__ENTRIES__.
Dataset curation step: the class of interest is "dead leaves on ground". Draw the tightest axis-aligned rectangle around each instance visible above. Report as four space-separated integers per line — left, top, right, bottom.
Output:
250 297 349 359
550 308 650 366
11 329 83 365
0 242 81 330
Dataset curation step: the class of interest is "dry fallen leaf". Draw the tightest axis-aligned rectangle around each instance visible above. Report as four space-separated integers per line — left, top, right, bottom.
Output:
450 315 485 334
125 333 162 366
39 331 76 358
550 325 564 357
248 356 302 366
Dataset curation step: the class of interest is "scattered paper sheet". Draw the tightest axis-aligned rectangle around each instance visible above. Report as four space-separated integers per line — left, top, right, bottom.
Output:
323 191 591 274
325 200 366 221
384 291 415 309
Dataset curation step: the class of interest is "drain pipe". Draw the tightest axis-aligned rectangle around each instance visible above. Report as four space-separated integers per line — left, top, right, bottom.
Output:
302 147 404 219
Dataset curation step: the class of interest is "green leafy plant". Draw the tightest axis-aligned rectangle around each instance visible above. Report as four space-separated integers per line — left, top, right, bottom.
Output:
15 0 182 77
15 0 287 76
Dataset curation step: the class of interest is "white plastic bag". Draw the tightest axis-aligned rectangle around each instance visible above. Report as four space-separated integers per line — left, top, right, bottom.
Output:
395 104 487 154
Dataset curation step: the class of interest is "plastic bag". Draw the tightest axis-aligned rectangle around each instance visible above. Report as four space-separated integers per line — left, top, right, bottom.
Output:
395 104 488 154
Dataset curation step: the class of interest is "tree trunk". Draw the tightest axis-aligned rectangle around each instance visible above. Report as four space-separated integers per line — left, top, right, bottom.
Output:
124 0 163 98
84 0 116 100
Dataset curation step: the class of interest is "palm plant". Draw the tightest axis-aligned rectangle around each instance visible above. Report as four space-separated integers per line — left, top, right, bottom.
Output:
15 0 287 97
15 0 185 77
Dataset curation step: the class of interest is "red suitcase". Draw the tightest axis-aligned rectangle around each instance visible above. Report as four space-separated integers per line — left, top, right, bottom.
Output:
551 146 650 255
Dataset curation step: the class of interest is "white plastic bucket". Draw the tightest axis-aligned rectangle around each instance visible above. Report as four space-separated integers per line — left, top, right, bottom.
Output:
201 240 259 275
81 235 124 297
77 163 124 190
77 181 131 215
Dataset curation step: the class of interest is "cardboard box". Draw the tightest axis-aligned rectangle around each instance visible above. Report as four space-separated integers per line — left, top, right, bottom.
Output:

__SET EXERCISE__. Return each of the items above with its wording left unchanged.

__EXERCISE OUTPUT__.
Dataset curation step: the class of interest is "dead leaves on ground". Draw the tightest axis-aligned rectangle around each instance visible above. Report as four space-separated integers per line — left, top, right, bottom.
Output:
250 297 349 359
550 308 650 366
11 329 83 365
0 242 81 330
Dataset curation step: the class of interest is "dry fallen leaf". Draw the tightest axis-aligned rectangle around each instance visible above. Report as four space-separated integers per line — left, top, right, bottom.
Output:
450 315 485 334
125 333 162 366
39 331 76 358
550 325 564 357
248 356 302 366
Dataset curation step: the class of interest is "scattered paper sheet". Draw the tightest axis-aligned rectangle around each instance visible above. Report as four space-separated integers per line — left, top, right, bottom.
Output:
323 191 591 274
325 200 366 221
384 291 415 309
Dataset curation step: the class of interest is "drain pipe". Draw the tightest axis-aligned rectangle around each instance visible above. Report as four space-separated integers per line — left, top, right, bottom.
Output:
302 147 404 219
Dataset curation step: the class of interest is "green leafy plant". Draw the tightest axis-aligned rectangle around each instance visible above. Report as four space-separated integers per line — left, top, right, bottom.
Output:
15 0 182 77
15 0 287 76
Dataset curation step: the class of interest is "white plastic bag". Draw the tightest axis-aligned rectangle around each instance visible above. Report as four space-separated integers per line — left, top, right, bottom.
Output:
395 104 487 154
Dataset curation step: the class of interest is "plastic bag". Draw the tightest axis-aligned rectangle around each instance visible above. Report as four space-separated integers per line — left, top, right, bottom.
Output:
395 104 488 154
Dataset curation step: the class of interest is "tree trunk". Draw the tightest axis-aligned rectangle around each instance visible above. Report as four space-separated integers per line — left, top, right, bottom.
Output:
124 0 163 98
84 0 116 100
Dataset curation step: the class of interest is "palm plant". Draw the tightest axis-aligned rectangle around each instance visible above. Report as four space-separated integers per line — left, top, right, bottom.
Output:
15 0 287 97
15 0 185 77
Dataset curation step: the class of interest is "red suitcase". Draw the tightest axis-aligned rectangle around each instance visible above. Report as four space-separated integers per line — left, top, right, bottom.
Output:
551 146 650 255
Dataset curation step: the class of interest is "white plastic bucket". Draw the tightest axis-aligned rectangle around each instance visible above. Report as four space-separated integers per line — left, top, right, bottom.
Output:
201 240 259 275
81 235 124 297
77 163 124 190
77 181 131 215
Dataset curation step: the class of interest is "cardboard box". Draw the tightest axis-aligned rectangle around each instance visible above. Report as four space-separated integers per line — left, top, right, bottom.
Output:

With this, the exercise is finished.